_Exercise requirements_:
The entries below need to be transcribed exactly, without their images.

============

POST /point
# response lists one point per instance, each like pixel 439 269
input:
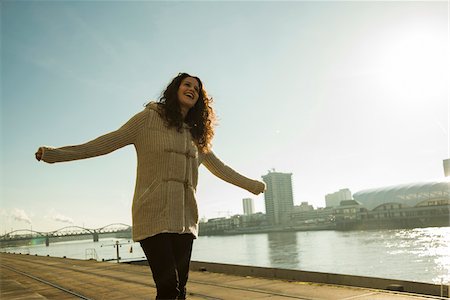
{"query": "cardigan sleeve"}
pixel 102 145
pixel 224 172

============

_Problem solution_:
POST /point
# response lists one point per instance, each like pixel 439 269
input:
{"query": "cardigan sleeve"}
pixel 102 145
pixel 224 172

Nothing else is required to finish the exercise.